SELECTED PASSAGE –
BEGIN

So question 1 is not really a big problem. But question 2 is more serious. Why \(F(P)\), and why not something else? The short answer will be that any reason to think that rational actors maximize expected utility, as opposed to actual utility, will also be a reason to think that they solve \(F(P)\) and not \(P\).

Start by stepping back and thinking about why we cared about expected utility instead of actual utility in the first place. Why not just say that the best thing to do is to produce the best outcome, and be done with it? Well, we don’t say that because we take it as a fixed point of our inquiry that agents are informationally limited, and that the best thing to do is what is best given that limitation. Given some plausible assumptions, the best thing for the informationally limited agent to do would be to maximize expected utility. This is a second-best option, but the best is unavailable given the limitations that we are treating as unavoidable.

END

SUPPLIED RECORDS –
BEGIN

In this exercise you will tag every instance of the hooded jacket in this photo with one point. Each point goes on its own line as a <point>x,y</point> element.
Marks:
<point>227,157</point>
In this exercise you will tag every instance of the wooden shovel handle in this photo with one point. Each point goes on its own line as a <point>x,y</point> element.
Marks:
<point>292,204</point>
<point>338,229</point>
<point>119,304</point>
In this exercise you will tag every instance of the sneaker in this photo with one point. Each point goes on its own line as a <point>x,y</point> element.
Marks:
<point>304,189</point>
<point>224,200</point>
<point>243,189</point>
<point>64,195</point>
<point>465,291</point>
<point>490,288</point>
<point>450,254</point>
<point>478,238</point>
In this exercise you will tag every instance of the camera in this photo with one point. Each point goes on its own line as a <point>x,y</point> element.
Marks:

END
BEGIN

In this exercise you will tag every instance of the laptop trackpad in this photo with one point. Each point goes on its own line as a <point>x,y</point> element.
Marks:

END
BEGIN

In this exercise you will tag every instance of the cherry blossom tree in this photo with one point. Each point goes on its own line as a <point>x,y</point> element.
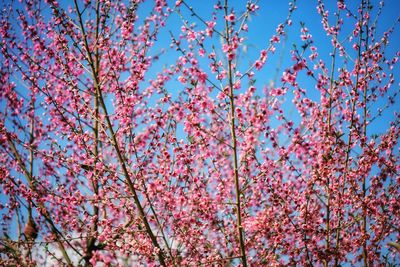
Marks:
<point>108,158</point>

END

CHALLENGES –
a) Summarize the passage on expected utility in two sentences.
b) Output the part of the passage on expected utility starting at "Start by stepping" and ending at "treating as unavoidable.".
c) Carry the passage on expected utility forward from the point where it stops.

OUTPUTS IN ORDER –
a) The passage asks why rational actors should solve \(F(P)\) and not something else, and answers that any reason to think they maximize expected utility rather than actual utility is also a reason to think they solve \(F(P)\) and not \(P\). It explains that expected utility matters because agents are informationally limited, so maximizing expected utility is a second-best option when the best is unavailable.

b)
Start by stepping back and thinking about why we cared about expected utility instead of actual utility in the first place. Why not just say that the best thing to do is to produce the best outcome, and be done with it? Well, we don’t say that because we take it as a fixed point of our inquiry that agents are informationally limited, and that the best thing to do is what is best given that limitation. Given some plausible assumptions, the best thing for the informationally limited agent to do would be to maximize expected utility. This is a second-best option, but the best is unavailable given the limitations that we are treating as unavoidable.

c)
But agents are not just informationally limited, they are computationally limited too. And we could have instead treated that as the core limitation to be modelled. As Conlisk says, it is “entertaining to imagine” theorists who worked in just this way, taking the agents in their models to have computational but not informational limitations (Conlisk 1996, 691). Let’s imagine that when we meet the Martian economists, that’s how they reason. Conlisk notes a few things that the Martian economists might do. They might disparage their colleagues who take informational limitations seriously as introducing ad hoc stipulations into their theory. They might argue that informational limitations are bound to cancel out, or be eliminated by competition. They might argue that apparent informational limitations are really just computational ones, or at least can be modelled as computational ones. And so on.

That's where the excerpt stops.